**Task instructions**
A. Reproduce the passage about new development word for word, between "You hide behind" and "into the community.", inclusive.
B. Turn the lines of the listing between the lines holding "Should you be willing to segment every instance of the bib" and "M 593 168 L", inclusive, into a numbered list, skipping blank lines and leaving the pictures out.

>> Begin Text

Please explain. How is it about money? Many of us who support new development realize the positives it brings to the community where it seems like those opposed are worried about the loss of their free parking or a threat of newcomers to the neighborhood bringing change.

If a site is an ugly lot with an abandoned building and a developer comes along wanting to build a handsome building with street level retail, I'm all for it. While the old timers will look to any reason to rally against the building solely for free loss of parking and the change, even if it's positive change.

You hide behind zoning, but don't give a damn about it as long as it does not infringe on your parking interests. No different from a faux environmentalist fighting a new subdivision in the suburbs, not because they have any interest in protecting nature, but because they don't want anyone else moving into the community.

>> End Text
>> Begin Source material

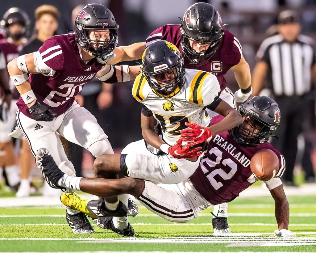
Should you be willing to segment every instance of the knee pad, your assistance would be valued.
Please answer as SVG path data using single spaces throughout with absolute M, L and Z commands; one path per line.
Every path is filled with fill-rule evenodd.
M 114 153 L 110 142 L 105 137 L 92 143 L 88 150 L 96 158 L 104 154 Z
M 71 162 L 67 160 L 62 162 L 58 166 L 59 168 L 65 174 L 69 176 L 75 176 L 76 175 L 75 167 Z

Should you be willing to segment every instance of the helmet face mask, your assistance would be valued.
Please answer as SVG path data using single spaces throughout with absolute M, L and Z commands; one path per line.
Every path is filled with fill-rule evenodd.
M 180 32 L 181 46 L 190 63 L 203 63 L 213 56 L 224 35 L 223 26 L 221 16 L 211 4 L 199 3 L 189 7 L 184 15 Z M 210 46 L 198 52 L 192 48 L 190 41 Z
M 183 59 L 172 43 L 161 40 L 149 44 L 144 52 L 142 62 L 142 72 L 158 96 L 171 97 L 184 84 Z
M 112 13 L 104 5 L 88 4 L 79 12 L 75 22 L 76 39 L 80 46 L 94 56 L 111 54 L 118 44 L 118 25 Z M 94 33 L 98 34 L 97 37 Z M 100 40 L 100 34 L 108 34 Z
M 183 62 L 183 59 L 181 59 Z M 185 72 L 182 71 L 183 69 L 183 66 L 181 66 L 181 63 L 179 63 L 175 66 L 169 68 L 163 71 L 158 71 L 151 73 L 145 73 L 143 71 L 143 73 L 149 86 L 156 94 L 162 97 L 169 98 L 173 96 L 180 90 L 179 87 L 181 85 L 184 78 L 185 78 Z M 173 74 L 172 73 L 173 72 Z M 162 79 L 165 75 L 173 75 L 174 78 L 173 78 L 172 81 L 161 83 L 164 82 Z
M 229 133 L 241 146 L 254 146 L 267 141 L 280 125 L 277 104 L 268 97 L 254 97 L 241 105 L 239 111 L 244 122 Z

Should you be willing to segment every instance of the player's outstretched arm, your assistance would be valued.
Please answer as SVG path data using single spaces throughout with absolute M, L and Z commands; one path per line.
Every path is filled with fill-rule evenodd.
M 55 73 L 55 71 L 45 63 L 40 52 L 21 55 L 12 60 L 8 64 L 8 71 L 33 119 L 37 121 L 52 120 L 56 114 L 46 106 L 37 101 L 27 76 L 28 73 L 52 75 Z
M 97 78 L 107 83 L 128 82 L 135 79 L 140 73 L 139 65 L 106 65 L 97 73 Z
M 128 46 L 117 47 L 113 52 L 115 54 L 115 57 L 107 63 L 107 64 L 114 65 L 122 61 L 139 59 L 142 58 L 146 48 L 146 45 L 144 42 L 134 43 Z
M 218 123 L 210 127 L 213 135 L 231 129 L 243 121 L 240 114 L 222 100 L 220 102 L 214 111 L 225 118 Z
M 251 75 L 248 63 L 241 56 L 239 63 L 230 69 L 235 74 L 235 77 L 240 89 L 234 95 L 237 102 L 245 102 L 251 95 Z

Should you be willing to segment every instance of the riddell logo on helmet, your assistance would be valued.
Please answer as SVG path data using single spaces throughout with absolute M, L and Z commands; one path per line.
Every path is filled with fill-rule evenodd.
M 87 16 L 87 12 L 85 10 L 81 10 L 78 14 L 78 17 L 80 18 L 84 18 Z M 77 18 L 77 20 L 78 19 Z
M 198 40 L 208 40 L 208 37 L 202 37 L 202 36 L 198 36 Z
M 154 68 L 154 72 L 155 72 L 156 71 L 159 71 L 160 70 L 168 68 L 168 65 L 165 63 L 164 64 L 162 64 L 159 66 L 157 66 Z

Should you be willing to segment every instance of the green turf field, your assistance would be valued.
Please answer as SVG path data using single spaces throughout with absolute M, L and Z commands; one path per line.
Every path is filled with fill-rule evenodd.
M 96 226 L 94 234 L 74 235 L 60 207 L 1 208 L 0 251 L 316 251 L 316 197 L 288 199 L 289 228 L 297 233 L 294 238 L 272 235 L 277 227 L 270 197 L 230 203 L 228 220 L 235 234 L 220 237 L 212 236 L 210 209 L 189 223 L 175 224 L 140 206 L 140 215 L 130 219 L 135 237 L 126 238 Z

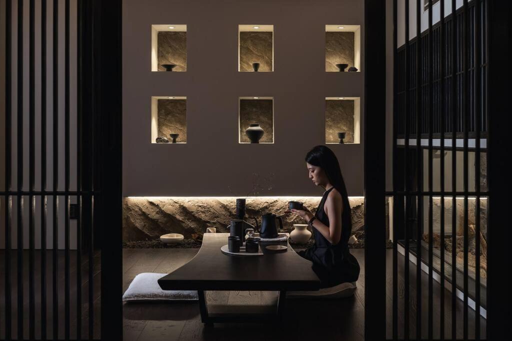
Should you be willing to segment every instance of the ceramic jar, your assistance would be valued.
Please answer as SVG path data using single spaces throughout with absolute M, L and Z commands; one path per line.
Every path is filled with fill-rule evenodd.
M 290 234 L 290 239 L 296 244 L 306 244 L 311 237 L 311 233 L 308 231 L 307 224 L 294 224 L 293 231 Z
M 265 130 L 258 123 L 251 123 L 249 128 L 245 129 L 245 134 L 249 138 L 251 143 L 260 143 L 260 140 L 263 137 Z

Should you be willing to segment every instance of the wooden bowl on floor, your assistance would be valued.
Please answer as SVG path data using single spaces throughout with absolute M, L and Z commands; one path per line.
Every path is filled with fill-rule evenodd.
M 183 235 L 179 233 L 168 233 L 160 236 L 160 241 L 165 244 L 176 244 L 182 241 Z

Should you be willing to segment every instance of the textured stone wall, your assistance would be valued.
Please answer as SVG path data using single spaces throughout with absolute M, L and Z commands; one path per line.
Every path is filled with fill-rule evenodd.
M 337 143 L 338 132 L 345 131 L 345 143 L 354 143 L 354 101 L 325 101 L 325 142 Z
M 158 136 L 170 142 L 169 134 L 179 134 L 177 142 L 187 142 L 186 100 L 158 100 Z
M 240 100 L 240 142 L 250 142 L 245 129 L 251 123 L 259 123 L 265 130 L 260 142 L 273 142 L 273 111 L 272 100 Z
M 336 64 L 354 66 L 354 32 L 325 33 L 325 71 L 339 71 Z
M 246 220 L 251 224 L 257 217 L 259 223 L 261 215 L 272 213 L 283 215 L 290 200 L 304 202 L 314 213 L 320 197 L 248 197 Z M 216 228 L 219 232 L 228 232 L 229 220 L 234 217 L 236 198 L 219 197 L 126 197 L 123 208 L 123 240 L 153 240 L 165 233 L 177 233 L 185 238 L 193 234 L 202 234 L 206 228 Z M 364 229 L 364 199 L 350 198 L 352 208 L 352 233 L 361 235 Z M 292 230 L 293 224 L 304 223 L 294 215 L 283 216 L 284 229 Z
M 158 71 L 162 64 L 175 64 L 173 72 L 187 71 L 187 33 L 159 32 L 158 35 Z
M 253 71 L 252 63 L 260 63 L 258 72 L 272 71 L 272 32 L 240 32 L 240 71 Z

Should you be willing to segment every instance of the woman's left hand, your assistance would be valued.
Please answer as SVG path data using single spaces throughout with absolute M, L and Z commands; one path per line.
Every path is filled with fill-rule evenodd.
M 303 210 L 295 210 L 295 209 L 292 209 L 291 210 L 287 211 L 286 212 L 295 213 L 296 215 L 300 216 L 301 218 L 308 222 L 309 222 L 309 220 L 313 218 L 313 214 L 311 212 L 307 211 L 304 211 Z

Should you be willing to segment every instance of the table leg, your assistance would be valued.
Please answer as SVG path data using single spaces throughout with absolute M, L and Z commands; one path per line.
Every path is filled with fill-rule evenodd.
M 278 319 L 282 321 L 284 317 L 285 307 L 286 303 L 286 291 L 281 290 L 279 291 L 279 297 L 278 298 Z
M 201 311 L 201 321 L 203 323 L 209 323 L 208 316 L 208 307 L 206 307 L 206 298 L 204 296 L 204 291 L 198 290 L 199 297 L 199 311 Z

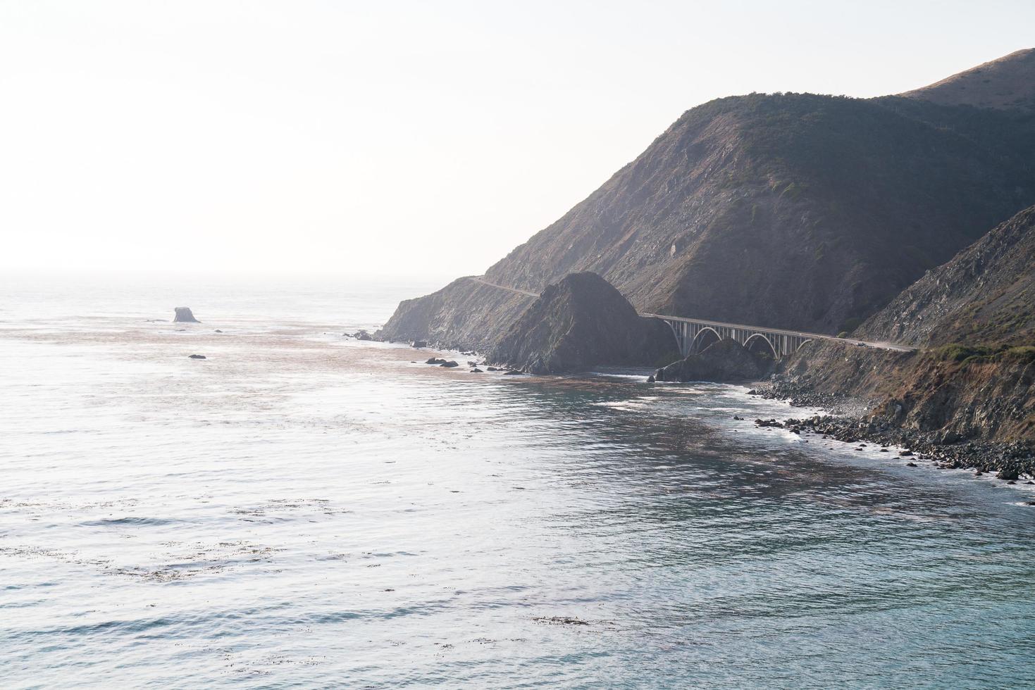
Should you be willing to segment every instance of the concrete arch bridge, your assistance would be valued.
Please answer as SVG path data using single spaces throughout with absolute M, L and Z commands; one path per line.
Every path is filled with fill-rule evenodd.
M 810 340 L 838 340 L 830 335 L 806 333 L 804 331 L 787 331 L 779 328 L 762 328 L 744 326 L 743 324 L 727 324 L 719 321 L 703 319 L 686 319 L 658 313 L 644 313 L 644 317 L 660 319 L 669 324 L 679 343 L 679 353 L 686 357 L 701 352 L 713 342 L 723 338 L 732 338 L 755 352 L 768 353 L 773 359 L 782 359 L 793 355 L 798 348 Z
M 496 282 L 490 282 L 480 276 L 468 276 L 469 280 L 480 282 L 484 286 L 506 290 L 508 292 L 524 295 L 529 298 L 536 298 L 536 293 L 528 290 L 518 290 L 508 288 Z M 707 321 L 705 319 L 689 319 L 686 317 L 671 317 L 661 313 L 644 313 L 642 317 L 660 319 L 669 324 L 672 332 L 676 335 L 679 343 L 679 352 L 683 357 L 700 352 L 717 342 L 722 338 L 733 338 L 740 344 L 751 351 L 768 351 L 774 359 L 782 359 L 793 355 L 795 351 L 809 340 L 833 340 L 844 344 L 859 346 L 866 348 L 878 348 L 881 350 L 891 350 L 894 352 L 914 352 L 916 348 L 900 346 L 894 342 L 864 342 L 852 338 L 838 338 L 833 335 L 823 333 L 808 333 L 805 331 L 789 331 L 781 328 L 765 328 L 762 326 L 744 326 L 743 324 L 728 324 L 721 321 Z

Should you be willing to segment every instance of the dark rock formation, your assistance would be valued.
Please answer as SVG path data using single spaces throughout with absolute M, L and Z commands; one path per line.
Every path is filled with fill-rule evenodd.
M 809 343 L 788 383 L 873 400 L 882 423 L 1035 441 L 1035 207 L 929 271 L 858 328 L 915 355 Z
M 944 106 L 1035 108 L 1035 49 L 1015 51 L 901 95 Z
M 637 313 L 595 273 L 572 273 L 550 286 L 485 355 L 530 373 L 594 366 L 650 366 L 677 350 L 671 329 Z
M 763 360 L 742 344 L 724 338 L 700 354 L 673 362 L 657 370 L 657 381 L 745 381 L 765 372 Z
M 1002 91 L 1007 71 L 978 82 Z M 486 282 L 537 294 L 576 271 L 641 311 L 850 331 L 1035 203 L 1032 112 L 934 100 L 787 93 L 698 106 L 485 282 L 401 304 L 385 336 L 483 351 L 532 299 Z
M 194 318 L 194 313 L 190 311 L 188 306 L 178 306 L 176 307 L 176 316 L 173 317 L 174 324 L 200 324 L 201 322 Z

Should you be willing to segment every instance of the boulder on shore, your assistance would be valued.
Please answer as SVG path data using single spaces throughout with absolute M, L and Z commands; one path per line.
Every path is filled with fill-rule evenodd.
M 700 354 L 662 367 L 657 381 L 744 381 L 765 373 L 766 362 L 732 338 L 723 338 Z
M 596 273 L 571 273 L 548 287 L 485 361 L 529 373 L 594 366 L 656 366 L 678 352 L 672 330 L 647 319 Z
M 194 318 L 194 312 L 190 311 L 188 306 L 178 306 L 176 307 L 176 316 L 173 317 L 174 324 L 200 324 L 201 322 Z

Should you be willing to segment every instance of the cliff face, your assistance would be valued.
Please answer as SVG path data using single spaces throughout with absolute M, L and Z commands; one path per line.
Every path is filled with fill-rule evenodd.
M 1033 111 L 896 96 L 721 98 L 686 112 L 485 278 L 538 293 L 592 271 L 643 311 L 851 330 L 1035 203 L 1033 160 Z M 473 284 L 424 299 L 401 307 L 421 339 L 475 344 L 521 311 L 508 302 L 501 318 L 507 305 Z
M 703 352 L 692 354 L 657 370 L 657 381 L 749 381 L 762 376 L 772 365 L 752 355 L 732 338 L 713 342 Z
M 1035 206 L 904 290 L 856 334 L 916 346 L 1035 344 Z
M 1025 49 L 901 94 L 943 106 L 1035 108 L 1035 49 Z
M 788 374 L 881 399 L 878 412 L 906 428 L 1035 441 L 1035 207 L 928 272 L 855 334 L 921 351 L 805 348 Z
M 655 366 L 678 356 L 675 336 L 663 322 L 638 314 L 595 273 L 573 273 L 542 291 L 485 359 L 531 373 L 561 373 Z
M 376 337 L 426 340 L 443 348 L 484 352 L 499 339 L 534 298 L 470 278 L 400 303 Z

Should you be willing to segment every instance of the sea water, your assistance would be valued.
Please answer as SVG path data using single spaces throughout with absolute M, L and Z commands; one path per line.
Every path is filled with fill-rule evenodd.
M 1031 486 L 343 337 L 439 284 L 0 278 L 0 686 L 1035 685 Z

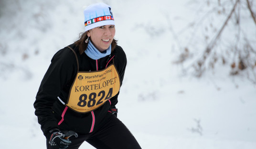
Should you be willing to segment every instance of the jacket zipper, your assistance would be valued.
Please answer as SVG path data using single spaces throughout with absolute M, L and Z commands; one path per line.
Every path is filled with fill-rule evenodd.
M 58 97 L 58 99 L 59 99 L 59 100 L 60 100 L 60 101 L 63 104 L 64 104 L 64 105 L 65 105 L 65 103 L 61 99 L 60 97 Z M 65 106 L 65 109 L 64 109 L 64 110 L 63 110 L 63 112 L 62 112 L 62 114 L 61 114 L 62 119 L 61 120 L 60 120 L 60 121 L 59 122 L 59 123 L 58 123 L 58 125 L 60 125 L 60 124 L 61 124 L 61 123 L 62 123 L 63 121 L 64 121 L 64 116 L 65 115 L 65 114 L 66 113 L 66 112 L 67 111 L 67 107 Z
M 109 61 L 108 61 L 108 62 L 107 64 L 107 65 L 106 66 L 106 68 L 107 68 L 107 65 L 108 64 L 108 63 L 109 62 L 109 61 L 110 61 L 111 60 L 114 58 L 114 56 L 115 56 L 115 55 L 113 56 L 112 57 L 111 59 L 110 59 Z M 96 60 L 96 70 L 97 71 L 98 70 L 98 60 Z M 111 105 L 111 102 L 110 101 L 110 100 L 108 99 L 108 101 L 109 101 L 109 103 L 110 103 L 110 105 Z M 92 120 L 92 127 L 91 127 L 91 130 L 90 130 L 90 132 L 89 133 L 91 133 L 91 132 L 93 132 L 93 129 L 94 128 L 94 125 L 95 125 L 95 115 L 94 115 L 94 112 L 93 112 L 93 111 L 91 111 L 91 113 L 92 114 L 92 118 L 93 118 L 93 120 Z

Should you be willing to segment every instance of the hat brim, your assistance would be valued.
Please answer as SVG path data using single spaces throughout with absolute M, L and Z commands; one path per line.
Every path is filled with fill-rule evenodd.
M 95 28 L 99 26 L 102 26 L 104 25 L 115 25 L 115 21 L 114 20 L 105 20 L 99 22 L 96 22 L 95 23 L 93 23 L 92 24 L 90 24 L 89 25 L 87 25 L 85 27 L 85 31 L 89 30 L 91 30 L 93 28 Z

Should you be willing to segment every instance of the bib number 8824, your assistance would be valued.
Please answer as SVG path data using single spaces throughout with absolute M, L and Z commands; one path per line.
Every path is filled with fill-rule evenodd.
M 84 107 L 86 105 L 89 108 L 93 107 L 96 104 L 96 105 L 99 105 L 103 102 L 104 101 L 110 99 L 112 96 L 113 88 L 110 88 L 108 93 L 105 98 L 104 100 L 102 101 L 102 99 L 105 97 L 105 91 L 104 90 L 101 90 L 99 92 L 97 95 L 98 97 L 100 97 L 100 99 L 97 101 L 96 103 L 96 97 L 97 97 L 97 94 L 95 92 L 92 92 L 89 95 L 88 99 L 89 100 L 86 102 L 87 98 L 87 95 L 85 94 L 81 95 L 79 97 L 79 101 L 77 103 L 77 105 L 80 107 Z M 87 103 L 88 102 L 88 103 Z

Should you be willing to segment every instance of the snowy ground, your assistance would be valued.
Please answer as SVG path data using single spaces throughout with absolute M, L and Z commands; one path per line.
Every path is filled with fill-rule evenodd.
M 82 6 L 95 1 L 21 1 L 8 5 L 19 12 L 0 16 L 0 47 L 8 49 L 0 60 L 0 146 L 45 149 L 35 95 L 52 57 L 83 31 Z M 128 60 L 118 117 L 142 149 L 256 149 L 256 85 L 229 76 L 229 66 L 198 79 L 173 63 L 180 52 L 165 17 L 181 30 L 191 20 L 188 0 L 119 1 L 97 1 L 112 6 Z M 94 149 L 86 142 L 80 148 Z

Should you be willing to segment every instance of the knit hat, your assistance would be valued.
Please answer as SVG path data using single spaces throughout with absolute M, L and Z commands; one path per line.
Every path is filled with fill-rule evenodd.
M 104 3 L 92 4 L 84 10 L 85 31 L 107 25 L 115 25 L 110 6 Z

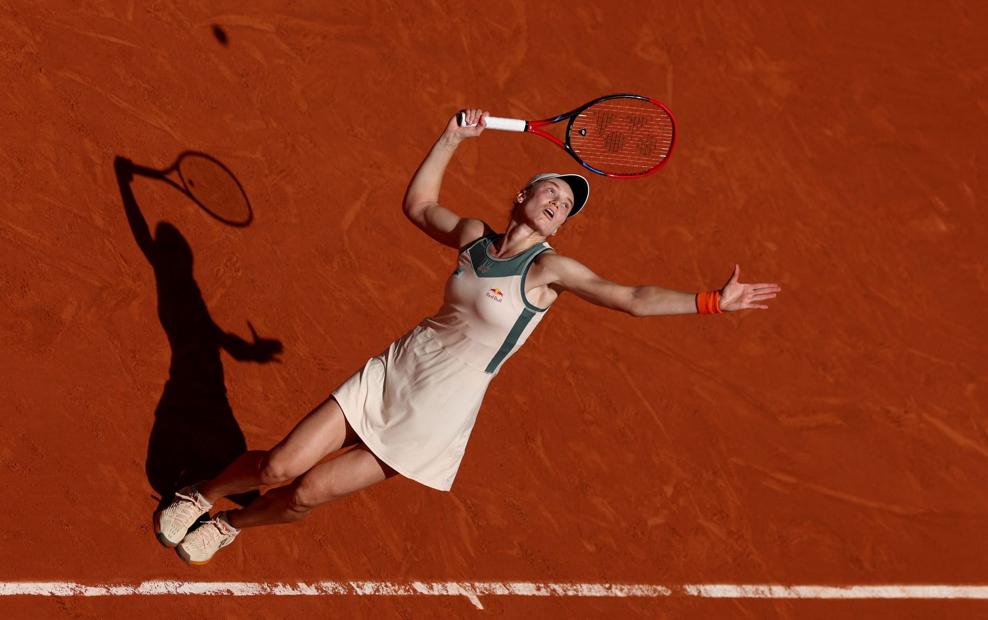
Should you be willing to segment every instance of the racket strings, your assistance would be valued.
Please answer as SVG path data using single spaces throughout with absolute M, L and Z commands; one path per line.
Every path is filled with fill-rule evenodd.
M 593 168 L 634 175 L 661 164 L 674 135 L 673 119 L 662 107 L 622 98 L 600 102 L 580 113 L 570 129 L 569 144 Z

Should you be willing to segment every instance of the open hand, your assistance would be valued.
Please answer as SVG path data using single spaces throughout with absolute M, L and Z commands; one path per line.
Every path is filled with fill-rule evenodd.
M 740 274 L 741 267 L 735 265 L 730 279 L 720 289 L 720 309 L 724 312 L 750 309 L 768 310 L 769 306 L 757 302 L 775 297 L 776 293 L 782 290 L 779 284 L 742 284 L 738 281 Z

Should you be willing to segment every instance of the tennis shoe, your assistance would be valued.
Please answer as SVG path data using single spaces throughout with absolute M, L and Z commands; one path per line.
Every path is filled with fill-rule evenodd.
M 177 548 L 179 556 L 189 564 L 201 566 L 212 559 L 213 554 L 233 542 L 240 530 L 226 520 L 226 510 L 190 532 Z
M 212 507 L 196 489 L 199 484 L 179 490 L 171 504 L 154 513 L 154 534 L 162 545 L 177 546 L 199 517 Z

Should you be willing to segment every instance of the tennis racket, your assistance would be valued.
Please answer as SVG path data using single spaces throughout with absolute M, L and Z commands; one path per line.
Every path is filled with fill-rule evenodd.
M 254 210 L 243 186 L 229 168 L 210 155 L 186 151 L 167 170 L 137 165 L 132 165 L 131 170 L 164 181 L 224 224 L 248 226 L 254 220 Z M 178 179 L 172 179 L 173 175 Z
M 566 119 L 565 141 L 539 128 Z M 460 113 L 459 126 L 464 120 Z M 618 179 L 656 172 L 669 161 L 676 142 L 673 113 L 654 99 L 630 93 L 607 95 L 542 120 L 487 116 L 487 128 L 548 138 L 587 170 Z

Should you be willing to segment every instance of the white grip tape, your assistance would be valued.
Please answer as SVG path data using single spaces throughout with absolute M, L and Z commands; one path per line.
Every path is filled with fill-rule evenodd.
M 459 126 L 465 127 L 465 118 L 463 117 L 463 113 L 457 115 L 457 122 Z M 500 116 L 487 116 L 487 128 L 488 129 L 500 129 L 502 131 L 525 131 L 526 121 L 521 118 L 502 118 Z M 473 123 L 469 126 L 476 126 Z

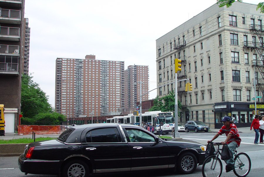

>> End Source material

**Task solutions**
A.
You hide behind zoning, but don't give a damn about it as long as it does not infringe on your parking interests. No different from a faux environmentalist fighting a new subdivision in the suburbs, not because they have any interest in protecting nature, but because they don't want anyone else moving into the community.

B.
1. Should you be willing to segment every instance of the bib number 8824, your assistance would be valued.
2. Please answer as SVG path data using single spaces throughout with absolute M, L and Z commands; one path per line.
3. Every path is filled with fill-rule evenodd.
4. M 84 107 L 86 105 L 89 108 L 93 107 L 96 104 L 96 105 L 99 105 L 103 102 L 104 101 L 110 99 L 112 96 L 113 88 L 110 88 L 108 93 L 105 98 L 104 100 L 102 101 L 102 99 L 105 97 L 105 91 L 104 90 L 101 90 L 99 92 L 97 95 L 98 97 L 100 97 L 100 99 L 97 101 L 96 103 L 96 97 L 97 97 L 97 94 L 95 92 L 92 92 L 89 95 L 88 99 L 89 100 L 86 102 L 87 98 L 87 95 L 85 94 L 81 95 L 79 97 L 79 101 L 77 103 L 77 105 L 80 107 Z M 87 103 L 88 102 L 88 103 Z
5. Should you be willing to segment every instance of the snowy ground, your assistance would be valued.
6. Please answer as SVG path data using single spaces throughout with absolute M, L and Z commands; one path per line.
7. Every path is filled with fill-rule evenodd.
8. M 82 6 L 95 1 L 21 1 L 8 5 L 19 12 L 0 16 L 0 47 L 8 49 L 0 60 L 0 146 L 45 149 L 35 95 L 52 57 L 83 31 Z M 128 60 L 118 117 L 142 149 L 256 149 L 256 85 L 229 76 L 229 66 L 198 79 L 173 63 L 180 52 L 165 17 L 181 30 L 191 20 L 188 0 L 119 1 L 97 1 L 112 6 Z M 94 149 L 86 142 L 80 148 Z
9. Should you be willing to segment every instance of the knit hat, your assistance would be valued.
10. Please answer as SVG path data using single spaces throughout with absolute M, L and Z commands; one path per line.
11. Every path is filled with fill-rule evenodd.
12. M 104 3 L 92 4 L 84 10 L 85 31 L 107 25 L 115 25 L 110 6 Z
13. Should you be willing to segment every instance of the racket strings, your assistance would be valued.
14. Please answer as SVG path data using single spaces throughout with absolute M, L and Z commands; one path per line.
15. Every path is filled with fill-rule evenodd.
16. M 593 168 L 634 175 L 661 164 L 674 135 L 673 119 L 662 107 L 622 98 L 600 102 L 580 113 L 570 129 L 569 144 Z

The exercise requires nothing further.